* _INSTRUCTION_
Transcribe the rows below verbatim, leaving every character unchanged.

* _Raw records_
^^^^^^^^^^^^^^^^

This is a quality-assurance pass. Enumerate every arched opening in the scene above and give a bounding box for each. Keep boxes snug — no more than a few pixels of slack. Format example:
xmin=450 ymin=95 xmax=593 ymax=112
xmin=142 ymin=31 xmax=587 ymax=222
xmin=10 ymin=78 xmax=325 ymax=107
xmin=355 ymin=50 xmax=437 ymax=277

^^^^^^^^^^^^^^^^

* _ANSWER TO THIS TASK_
This is a quality-assurance pass. Enumerate every arched opening in the scene above and give a bounding box for each. Keep boxes snug — no more than a few pixels of slack. Format example:
xmin=450 ymin=95 xmax=593 ymax=112
xmin=142 ymin=31 xmax=587 ymax=222
xmin=10 ymin=78 xmax=325 ymax=107
xmin=355 ymin=50 xmax=437 ymax=277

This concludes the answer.